Point annotation rows
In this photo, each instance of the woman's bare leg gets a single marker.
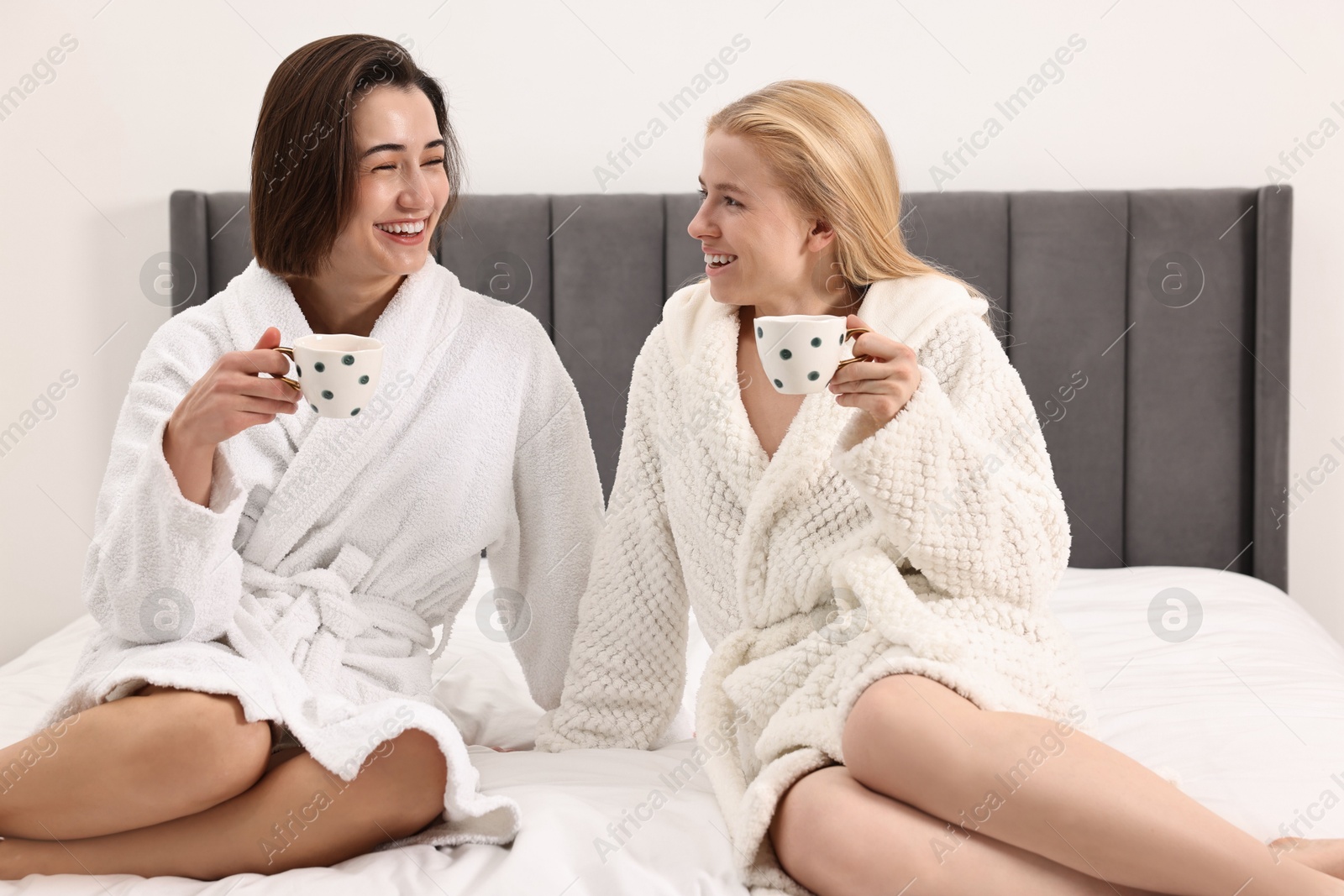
(1058, 793)
(147, 758)
(297, 815)
(815, 828)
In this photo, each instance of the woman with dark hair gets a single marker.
(259, 694)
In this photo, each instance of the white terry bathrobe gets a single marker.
(927, 546)
(309, 586)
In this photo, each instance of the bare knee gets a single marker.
(410, 774)
(906, 732)
(228, 754)
(813, 835)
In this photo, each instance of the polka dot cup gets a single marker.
(336, 372)
(801, 352)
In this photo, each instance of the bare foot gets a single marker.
(1323, 855)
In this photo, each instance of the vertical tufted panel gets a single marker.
(1066, 318)
(497, 246)
(1191, 372)
(608, 295)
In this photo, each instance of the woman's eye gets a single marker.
(434, 161)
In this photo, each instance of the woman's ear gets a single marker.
(820, 235)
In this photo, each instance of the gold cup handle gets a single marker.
(853, 332)
(289, 354)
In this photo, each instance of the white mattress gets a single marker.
(1249, 714)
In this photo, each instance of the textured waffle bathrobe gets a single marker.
(311, 584)
(927, 546)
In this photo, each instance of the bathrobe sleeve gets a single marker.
(163, 567)
(539, 563)
(628, 667)
(960, 479)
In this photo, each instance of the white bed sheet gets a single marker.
(1249, 714)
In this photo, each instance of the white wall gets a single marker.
(161, 96)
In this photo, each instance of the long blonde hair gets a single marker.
(832, 159)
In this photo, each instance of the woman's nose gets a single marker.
(699, 226)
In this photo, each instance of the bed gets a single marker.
(1151, 329)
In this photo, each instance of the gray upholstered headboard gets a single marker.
(1149, 328)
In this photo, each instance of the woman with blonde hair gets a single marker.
(890, 705)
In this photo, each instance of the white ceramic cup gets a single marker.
(801, 352)
(338, 372)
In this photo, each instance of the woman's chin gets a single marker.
(721, 295)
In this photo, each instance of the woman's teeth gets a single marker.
(402, 228)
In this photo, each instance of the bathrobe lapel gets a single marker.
(416, 328)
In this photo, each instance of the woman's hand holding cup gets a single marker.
(880, 385)
(228, 399)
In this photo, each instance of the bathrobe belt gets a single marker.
(320, 620)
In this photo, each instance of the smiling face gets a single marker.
(759, 249)
(402, 186)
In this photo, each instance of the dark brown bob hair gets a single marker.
(304, 161)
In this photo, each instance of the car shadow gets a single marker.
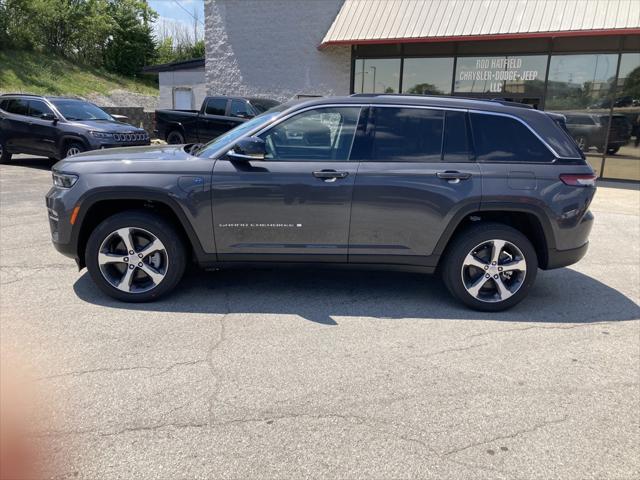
(559, 296)
(28, 161)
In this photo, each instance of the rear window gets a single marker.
(407, 135)
(455, 146)
(16, 105)
(216, 106)
(504, 139)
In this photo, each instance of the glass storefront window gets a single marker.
(377, 75)
(623, 154)
(511, 76)
(581, 88)
(427, 76)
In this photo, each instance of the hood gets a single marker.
(106, 126)
(132, 154)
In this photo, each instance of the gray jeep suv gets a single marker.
(483, 192)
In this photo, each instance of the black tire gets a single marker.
(175, 137)
(465, 242)
(5, 156)
(164, 231)
(72, 148)
(582, 142)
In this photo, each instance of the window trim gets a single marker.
(370, 105)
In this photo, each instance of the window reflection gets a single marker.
(581, 87)
(427, 76)
(377, 75)
(623, 160)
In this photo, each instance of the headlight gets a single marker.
(102, 134)
(64, 180)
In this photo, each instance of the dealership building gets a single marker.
(578, 57)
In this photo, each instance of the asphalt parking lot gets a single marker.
(328, 374)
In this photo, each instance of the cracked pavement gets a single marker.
(327, 374)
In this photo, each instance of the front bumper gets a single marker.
(563, 258)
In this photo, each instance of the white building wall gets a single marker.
(192, 79)
(269, 48)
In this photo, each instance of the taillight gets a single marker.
(579, 180)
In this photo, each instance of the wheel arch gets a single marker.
(529, 220)
(101, 205)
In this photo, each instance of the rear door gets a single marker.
(213, 122)
(43, 133)
(295, 204)
(416, 175)
(15, 126)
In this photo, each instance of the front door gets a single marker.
(415, 177)
(295, 204)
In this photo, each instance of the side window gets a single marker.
(17, 106)
(37, 108)
(504, 139)
(240, 108)
(216, 106)
(407, 135)
(323, 134)
(455, 146)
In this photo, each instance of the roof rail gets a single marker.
(24, 94)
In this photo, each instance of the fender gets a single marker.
(464, 212)
(66, 137)
(128, 193)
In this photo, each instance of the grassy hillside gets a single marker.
(40, 73)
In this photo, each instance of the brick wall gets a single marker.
(136, 116)
(269, 48)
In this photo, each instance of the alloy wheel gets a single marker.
(133, 260)
(494, 271)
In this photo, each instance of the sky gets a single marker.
(169, 11)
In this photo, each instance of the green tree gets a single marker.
(131, 45)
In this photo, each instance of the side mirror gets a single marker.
(48, 116)
(250, 148)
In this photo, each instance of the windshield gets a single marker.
(79, 110)
(210, 148)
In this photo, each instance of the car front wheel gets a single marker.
(490, 267)
(135, 256)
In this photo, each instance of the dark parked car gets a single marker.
(58, 127)
(216, 116)
(590, 129)
(482, 192)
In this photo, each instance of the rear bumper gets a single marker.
(562, 258)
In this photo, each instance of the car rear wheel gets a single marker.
(135, 256)
(5, 156)
(73, 148)
(490, 267)
(175, 138)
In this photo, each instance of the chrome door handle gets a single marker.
(453, 177)
(329, 175)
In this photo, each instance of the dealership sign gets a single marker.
(496, 71)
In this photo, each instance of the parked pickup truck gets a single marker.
(216, 116)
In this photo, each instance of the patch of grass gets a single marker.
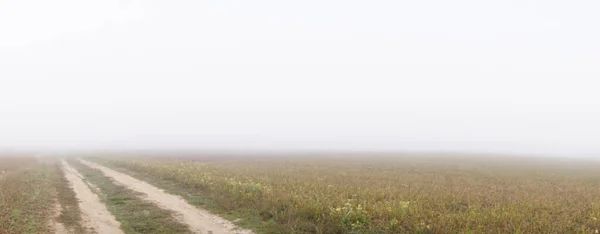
(70, 215)
(26, 192)
(424, 194)
(134, 214)
(244, 217)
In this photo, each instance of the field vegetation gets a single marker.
(384, 194)
(27, 190)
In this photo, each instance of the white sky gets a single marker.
(469, 75)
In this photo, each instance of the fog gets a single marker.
(459, 76)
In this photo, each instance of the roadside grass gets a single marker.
(244, 218)
(425, 194)
(26, 192)
(134, 214)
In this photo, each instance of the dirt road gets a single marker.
(200, 221)
(94, 213)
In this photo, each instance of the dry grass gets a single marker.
(424, 194)
(26, 192)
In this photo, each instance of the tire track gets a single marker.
(200, 221)
(94, 213)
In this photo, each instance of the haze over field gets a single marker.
(475, 76)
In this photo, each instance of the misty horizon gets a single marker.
(335, 76)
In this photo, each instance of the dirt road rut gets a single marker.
(94, 214)
(200, 221)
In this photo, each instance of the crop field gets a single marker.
(382, 194)
(26, 192)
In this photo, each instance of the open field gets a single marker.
(28, 194)
(424, 194)
(309, 194)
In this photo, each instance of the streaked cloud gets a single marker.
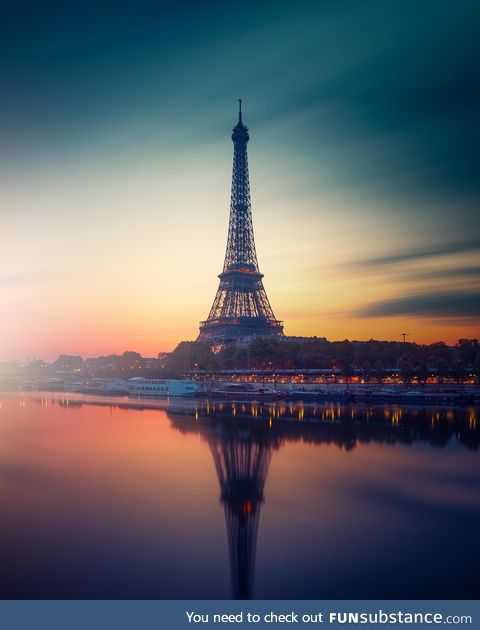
(437, 305)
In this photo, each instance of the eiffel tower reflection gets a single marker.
(241, 454)
(242, 438)
(242, 460)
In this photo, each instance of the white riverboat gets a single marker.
(161, 388)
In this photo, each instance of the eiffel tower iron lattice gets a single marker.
(241, 309)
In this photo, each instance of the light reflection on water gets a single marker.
(113, 498)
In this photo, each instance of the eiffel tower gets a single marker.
(240, 310)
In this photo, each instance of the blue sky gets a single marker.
(115, 123)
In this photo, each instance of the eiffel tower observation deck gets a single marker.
(240, 310)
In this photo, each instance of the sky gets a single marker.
(116, 156)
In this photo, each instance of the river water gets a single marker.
(111, 498)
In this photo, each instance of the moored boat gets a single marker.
(162, 388)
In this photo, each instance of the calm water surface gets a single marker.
(102, 498)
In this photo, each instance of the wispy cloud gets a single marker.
(441, 305)
(434, 251)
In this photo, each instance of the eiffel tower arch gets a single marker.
(241, 309)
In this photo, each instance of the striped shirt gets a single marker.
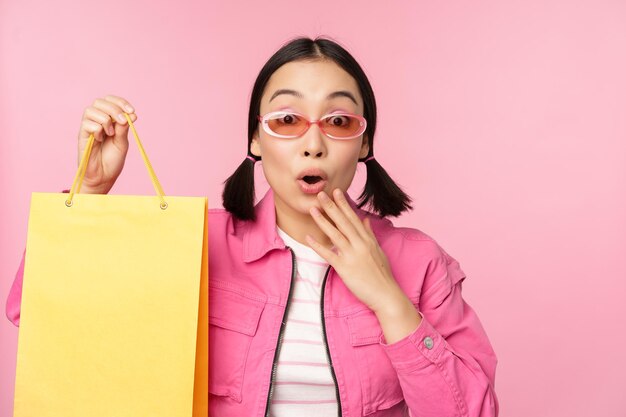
(304, 385)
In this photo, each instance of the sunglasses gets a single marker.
(286, 124)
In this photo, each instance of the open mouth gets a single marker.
(311, 179)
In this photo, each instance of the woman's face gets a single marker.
(283, 160)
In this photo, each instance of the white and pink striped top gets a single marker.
(304, 385)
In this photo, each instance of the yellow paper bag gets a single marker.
(114, 314)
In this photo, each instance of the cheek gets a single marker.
(276, 161)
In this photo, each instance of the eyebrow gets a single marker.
(341, 93)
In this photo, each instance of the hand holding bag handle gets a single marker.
(78, 179)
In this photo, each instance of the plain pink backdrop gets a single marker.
(505, 121)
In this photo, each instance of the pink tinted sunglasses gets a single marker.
(288, 124)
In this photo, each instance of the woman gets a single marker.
(318, 307)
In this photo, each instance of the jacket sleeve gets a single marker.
(446, 367)
(14, 300)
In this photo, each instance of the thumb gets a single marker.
(120, 139)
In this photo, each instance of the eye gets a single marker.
(287, 119)
(338, 120)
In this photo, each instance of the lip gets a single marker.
(313, 172)
(312, 188)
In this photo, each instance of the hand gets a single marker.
(359, 261)
(105, 119)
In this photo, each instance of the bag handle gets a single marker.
(78, 179)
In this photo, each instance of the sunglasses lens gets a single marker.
(336, 125)
(286, 124)
(343, 125)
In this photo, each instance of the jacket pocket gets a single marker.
(233, 321)
(379, 381)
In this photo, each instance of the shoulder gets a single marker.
(413, 253)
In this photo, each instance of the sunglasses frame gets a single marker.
(264, 120)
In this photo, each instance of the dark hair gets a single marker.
(383, 194)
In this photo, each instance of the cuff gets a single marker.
(425, 343)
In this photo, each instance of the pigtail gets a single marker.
(238, 194)
(382, 193)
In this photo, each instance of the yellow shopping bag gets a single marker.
(114, 315)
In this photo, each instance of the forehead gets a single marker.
(311, 82)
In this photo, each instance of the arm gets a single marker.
(446, 366)
(14, 300)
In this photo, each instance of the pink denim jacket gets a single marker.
(446, 367)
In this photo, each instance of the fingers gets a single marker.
(121, 103)
(112, 109)
(107, 112)
(347, 210)
(341, 214)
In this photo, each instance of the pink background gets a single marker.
(503, 120)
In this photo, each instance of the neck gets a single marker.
(298, 225)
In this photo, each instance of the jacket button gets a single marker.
(428, 342)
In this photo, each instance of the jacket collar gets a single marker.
(261, 235)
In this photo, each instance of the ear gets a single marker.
(255, 147)
(365, 147)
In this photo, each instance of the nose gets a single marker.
(314, 142)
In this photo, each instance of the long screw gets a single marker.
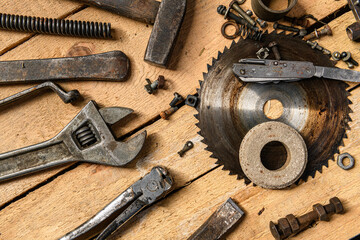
(301, 32)
(317, 34)
(242, 13)
(291, 225)
(55, 26)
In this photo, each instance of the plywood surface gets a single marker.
(44, 207)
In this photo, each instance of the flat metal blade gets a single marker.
(337, 74)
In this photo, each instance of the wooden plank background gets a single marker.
(48, 204)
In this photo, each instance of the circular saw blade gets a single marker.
(317, 108)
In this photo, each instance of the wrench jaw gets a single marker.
(93, 141)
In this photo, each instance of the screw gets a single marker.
(301, 32)
(229, 15)
(242, 13)
(336, 56)
(291, 225)
(249, 13)
(158, 84)
(305, 23)
(317, 34)
(346, 57)
(262, 23)
(167, 113)
(176, 99)
(188, 145)
(275, 50)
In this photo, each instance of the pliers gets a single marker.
(153, 186)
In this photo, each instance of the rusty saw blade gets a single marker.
(229, 108)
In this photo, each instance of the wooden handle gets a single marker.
(139, 10)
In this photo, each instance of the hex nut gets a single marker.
(323, 216)
(284, 226)
(338, 205)
(294, 224)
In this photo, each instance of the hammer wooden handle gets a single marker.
(139, 10)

**Direction**
Lay out the lines as a Markdown table with the columns Nr and Line, giving each line its number and skipping blank lines. Begin at the line that contains "In this photo, each instance of the flat" and stop after the last of the rows above.

**Complete answer**
| Nr | Line |
|---|---|
| 1 | In this photo, each instance of the flat metal blade gets a single marker. |
| 2 | (337, 74) |
| 3 | In this photo, each instance of the wooden plank background gets a single marker. |
| 4 | (48, 204) |
| 5 | In this photo, each instance of the circular saw blade gets a single marker. |
| 6 | (317, 108) |
| 7 | In this photo, each instance of the wrench jaw gets a single marker. |
| 8 | (93, 141) |
| 9 | In this photo, each instance of the screw gets a single marker. |
| 10 | (301, 32) |
| 11 | (229, 15) |
| 12 | (242, 13) |
| 13 | (336, 56) |
| 14 | (291, 225) |
| 15 | (249, 13) |
| 16 | (158, 84) |
| 17 | (305, 23) |
| 18 | (317, 34) |
| 19 | (346, 57) |
| 20 | (262, 23) |
| 21 | (167, 113) |
| 22 | (176, 99) |
| 23 | (188, 145) |
| 24 | (275, 50) |
| 25 | In this photo, each instance of the pliers gets a single marker. |
| 26 | (153, 186) |
| 27 | In this photo, each instance of the rusty saw blade gets a single marker. |
| 28 | (229, 108) |
| 29 | In this photo, each instance of the wooden handle gets a single marker. |
| 30 | (139, 10) |
| 31 | In this photo, each instance of the hex nut gets a single marker. |
| 32 | (323, 216) |
| 33 | (284, 226) |
| 34 | (338, 205) |
| 35 | (294, 224) |
| 36 | In this photo, each instance of the hammer wooden handle gets a single marker. |
| 37 | (139, 10) |